[Records for the task — start]

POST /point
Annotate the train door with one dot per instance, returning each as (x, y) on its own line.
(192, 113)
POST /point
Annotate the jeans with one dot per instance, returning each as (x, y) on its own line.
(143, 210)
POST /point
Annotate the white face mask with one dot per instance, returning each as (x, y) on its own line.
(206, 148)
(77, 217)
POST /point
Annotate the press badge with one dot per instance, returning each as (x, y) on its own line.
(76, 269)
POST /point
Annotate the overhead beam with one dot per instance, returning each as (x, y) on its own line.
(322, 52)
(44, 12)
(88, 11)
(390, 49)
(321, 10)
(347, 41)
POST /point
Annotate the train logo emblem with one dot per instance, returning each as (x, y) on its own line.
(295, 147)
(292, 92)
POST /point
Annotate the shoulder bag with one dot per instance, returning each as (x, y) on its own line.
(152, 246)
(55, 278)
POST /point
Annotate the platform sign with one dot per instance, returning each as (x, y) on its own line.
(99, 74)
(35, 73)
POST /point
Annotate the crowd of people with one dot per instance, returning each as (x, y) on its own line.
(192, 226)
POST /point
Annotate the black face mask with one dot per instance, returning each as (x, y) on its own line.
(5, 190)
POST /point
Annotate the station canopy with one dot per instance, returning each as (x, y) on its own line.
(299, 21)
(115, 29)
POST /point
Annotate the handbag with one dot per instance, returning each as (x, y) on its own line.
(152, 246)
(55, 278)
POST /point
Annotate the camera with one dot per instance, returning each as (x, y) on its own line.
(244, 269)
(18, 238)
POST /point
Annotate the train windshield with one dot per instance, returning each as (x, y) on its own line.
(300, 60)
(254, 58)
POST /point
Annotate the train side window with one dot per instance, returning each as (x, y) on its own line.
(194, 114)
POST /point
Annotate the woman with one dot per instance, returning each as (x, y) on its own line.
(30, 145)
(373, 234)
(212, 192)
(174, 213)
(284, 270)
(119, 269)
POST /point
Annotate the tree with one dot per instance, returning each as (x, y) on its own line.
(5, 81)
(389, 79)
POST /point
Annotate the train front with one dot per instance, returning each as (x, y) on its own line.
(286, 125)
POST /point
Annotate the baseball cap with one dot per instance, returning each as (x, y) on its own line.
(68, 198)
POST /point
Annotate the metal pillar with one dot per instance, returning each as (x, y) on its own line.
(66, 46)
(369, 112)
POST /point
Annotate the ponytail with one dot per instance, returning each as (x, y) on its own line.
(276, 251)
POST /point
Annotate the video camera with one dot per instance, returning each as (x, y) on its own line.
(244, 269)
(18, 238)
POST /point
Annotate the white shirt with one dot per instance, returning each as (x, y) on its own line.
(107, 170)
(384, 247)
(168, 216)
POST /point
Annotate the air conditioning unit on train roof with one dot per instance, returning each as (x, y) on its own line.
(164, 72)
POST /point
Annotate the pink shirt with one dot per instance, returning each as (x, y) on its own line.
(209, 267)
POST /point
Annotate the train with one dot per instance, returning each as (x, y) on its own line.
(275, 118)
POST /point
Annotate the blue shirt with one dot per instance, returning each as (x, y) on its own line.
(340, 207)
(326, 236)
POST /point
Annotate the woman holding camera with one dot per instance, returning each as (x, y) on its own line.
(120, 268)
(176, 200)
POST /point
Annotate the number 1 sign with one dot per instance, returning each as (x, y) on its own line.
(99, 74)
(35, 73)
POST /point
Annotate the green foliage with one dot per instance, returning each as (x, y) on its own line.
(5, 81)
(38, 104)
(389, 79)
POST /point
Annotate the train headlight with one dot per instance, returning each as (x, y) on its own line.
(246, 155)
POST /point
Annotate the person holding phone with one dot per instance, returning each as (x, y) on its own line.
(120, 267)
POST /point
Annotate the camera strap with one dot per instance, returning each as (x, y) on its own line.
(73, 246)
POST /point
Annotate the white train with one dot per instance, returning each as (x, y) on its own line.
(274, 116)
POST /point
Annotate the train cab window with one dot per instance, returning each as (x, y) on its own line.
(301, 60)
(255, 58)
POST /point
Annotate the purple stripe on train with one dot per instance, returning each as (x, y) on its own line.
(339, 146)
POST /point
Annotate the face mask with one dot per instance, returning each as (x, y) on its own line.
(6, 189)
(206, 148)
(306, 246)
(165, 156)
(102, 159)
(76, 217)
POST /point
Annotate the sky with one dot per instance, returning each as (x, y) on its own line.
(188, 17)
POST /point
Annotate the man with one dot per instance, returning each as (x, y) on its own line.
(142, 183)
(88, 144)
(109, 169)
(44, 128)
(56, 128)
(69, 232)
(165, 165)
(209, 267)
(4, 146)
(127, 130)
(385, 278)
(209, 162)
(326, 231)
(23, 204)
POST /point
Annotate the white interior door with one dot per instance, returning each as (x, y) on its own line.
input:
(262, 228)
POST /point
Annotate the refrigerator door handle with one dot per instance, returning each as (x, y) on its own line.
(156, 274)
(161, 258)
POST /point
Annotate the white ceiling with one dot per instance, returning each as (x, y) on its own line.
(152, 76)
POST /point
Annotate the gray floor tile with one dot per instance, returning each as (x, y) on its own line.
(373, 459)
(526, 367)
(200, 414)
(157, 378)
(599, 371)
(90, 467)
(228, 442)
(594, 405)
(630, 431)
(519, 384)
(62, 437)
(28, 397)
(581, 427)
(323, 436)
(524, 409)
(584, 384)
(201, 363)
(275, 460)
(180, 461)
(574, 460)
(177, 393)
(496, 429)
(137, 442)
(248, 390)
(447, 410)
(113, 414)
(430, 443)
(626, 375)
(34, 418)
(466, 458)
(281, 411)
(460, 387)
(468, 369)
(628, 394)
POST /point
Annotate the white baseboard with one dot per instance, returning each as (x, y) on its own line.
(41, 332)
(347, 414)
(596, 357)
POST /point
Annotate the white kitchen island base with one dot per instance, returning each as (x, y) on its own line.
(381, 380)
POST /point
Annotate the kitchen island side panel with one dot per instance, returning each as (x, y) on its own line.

[Records for the task — finish]

Assigned task
Could you print every record above exactly as it appears?

Response area
POST /point
Annotate the train door with one dot per instance, returning each as (x, y) on its own line.
(192, 113)
POST /point
Annotate the jeans with one dot per instance, returning each as (x, y) on its own line.
(143, 210)
POST /point
Annotate the white face mask with one dot per instance, returning each as (x, y) on its own line.
(206, 148)
(77, 217)
POST /point
Annotate the press badge with one dot per instance, returning each as (x, y) on its own line.
(76, 269)
POST /point
Annotate the overhead beam with one dot per instance, returning each as (x, y) on its own line.
(322, 52)
(44, 12)
(88, 11)
(390, 49)
(321, 10)
(347, 41)
POST /point
Annotate the train logo emblem with one dot per instance, returning each as (x, y) on its own line.
(295, 147)
(292, 92)
POST /point
Annotate the shoulder bag with one dot per instance, returning each as (x, y) on its own line.
(152, 246)
(55, 278)
POST /point
Annotate the platform sign with one dot per instance, returning each as (x, y) on its own line.
(99, 74)
(35, 73)
POST /point
Annotate the crowd of people with one dot per instance, returning each as (x, y) on its own line.
(192, 226)
POST /point
Annotate the black face mask with one dot per instance, returning each as (x, y) on its own line.
(5, 190)
POST /point
Annotate the station canopy with one dot per instance, returning each as (x, y) on its own line.
(299, 21)
(115, 29)
POST /point
Annotate the handbag with one dot per instance, returning each as (x, y) on its own line.
(152, 246)
(55, 278)
POST /point
Annotate the camera with one dot per instance, returning each as (x, y) on its own line.
(244, 269)
(18, 238)
POST /point
Annotate the train windshield with one dot per instance, returning each as (x, y) on its own line.
(300, 60)
(254, 58)
POST /point
Annotate the train side window with one dot per instance, returning each as (x, y) on its own line.
(194, 114)
POST /point
Annotate the woman with one dot per instance, returning each as (x, y) on its own line.
(30, 145)
(373, 234)
(212, 192)
(174, 213)
(284, 270)
(119, 269)
POST /point
Annotate the tree with one dot per instance, returning each as (x, y) on its own line.
(5, 81)
(389, 79)
POST /point
Annotate the train front with one dot per instance, returning each as (x, y) on its own line.
(286, 125)
POST /point
Annotate the baseball cap with one dot per instance, returning each as (x, y) on its own line.
(68, 198)
POST /point
Annotate the metal pillar with one dot per instance, returning each as (x, y) on its own line.
(66, 46)
(369, 112)
POST /point
Annotate the ponytail with one dot per instance, returning each as (x, y) on its own line.
(276, 251)
POST /point
Annotate the video camera with one dot per instance, returning each as (x, y) on its own line.
(244, 269)
(18, 238)
POST /point
Annotate the white shirt with one dot per instance, returning each as (x, y) on its own line.
(107, 170)
(384, 247)
(168, 216)
POST /point
Annotate the air conditioning unit on train roof with one dot per instance, returning each as (x, y) on its own line.
(164, 72)
POST /point
Annotate the pink shirt with one dot per instance, returning each as (x, y) on its own line.
(209, 267)
POST /point
Annotate the train with one dot per instance, returning each as (x, y) on its own line.
(275, 118)
POST /point
Annotate the blue shirt with one dot per instance, returning each as (x, y) on its own line.
(340, 207)
(326, 236)
POST /point
Annotate the woman holding camera with one dot per instance, returning each as (x, y) on its own line.
(120, 268)
(176, 200)
POST /point
Annotate the number 1 sign with one dot per instance, returning each as (x, y) on its own line.
(99, 74)
(35, 73)
POST /point
Annotate the green foliage with one dot per instance, returning each as (x, y) on its own line.
(5, 81)
(38, 104)
(389, 79)
POST /point
Annotate the train headlight with one dot per instance, returning each as (x, y) on its own line.
(246, 155)
POST /point
Annotate the person holding phone with one dot per instance, returning each as (x, y) on its own line.
(120, 267)
POST /point
Annotate the camera strap with one dot per instance, returning each as (x, y) on its own line.
(73, 246)
POST /point
Annotate the white train with one dot per instance, returning each as (x, y) on its own line.
(274, 116)
POST /point
Annotate the train cab window with one dot per instance, returning each as (x, y) on its own line.
(301, 60)
(255, 58)
POST /point
Annotate the purple stripe on train with one dot per instance, returning each as (x, y) on its own line.
(339, 146)
POST /point
Annotate the face mask with one dot per instance, returning each as (x, y) on its own line.
(6, 189)
(206, 148)
(306, 246)
(165, 156)
(102, 159)
(76, 217)
POST /point
Annotate the sky with one dot per instance, returning each as (x, y) on its own line.
(188, 17)
POST /point
Annotate the man with one dot per instance, returning each as (x, y) on its own line.
(142, 183)
(88, 144)
(109, 169)
(44, 128)
(56, 128)
(69, 232)
(165, 165)
(209, 267)
(4, 146)
(127, 130)
(385, 278)
(209, 162)
(326, 231)
(23, 204)
POST /point
Annotate the white interior door with one dot per instance, returning each as (x, y) on its own line.
input:
(262, 228)
POST /point
Annotate the refrigerator door handle with one dot per instance, returning each as (x, y) on its own line.
(156, 274)
(161, 258)
POST /point
Annotate the white ceiling with one dot per instance, returning each as (x, y) on its own line.
(152, 76)
POST /point
Annotate the gray floor tile with one dot per instance, returning each as (x, y) on its own line.
(373, 459)
(526, 367)
(200, 414)
(157, 378)
(599, 371)
(90, 467)
(228, 442)
(594, 405)
(630, 431)
(519, 384)
(62, 437)
(28, 397)
(581, 427)
(323, 436)
(524, 409)
(584, 384)
(201, 363)
(275, 460)
(180, 461)
(574, 460)
(177, 393)
(496, 429)
(137, 442)
(248, 390)
(447, 410)
(113, 414)
(430, 443)
(626, 375)
(34, 418)
(466, 458)
(281, 411)
(460, 387)
(468, 369)
(628, 394)
POST /point
Annotate the white baseboard with one dot per instance, returning each as (x, y) on its own line.
(41, 332)
(347, 414)
(596, 357)
POST /point
Annotate the white kitchen island base with one dot per instance, returning each as (x, y) on its own line.
(381, 380)
POST /point
Annotate the kitchen island side panel with one dot per instance, returning each as (x, y) on its own line.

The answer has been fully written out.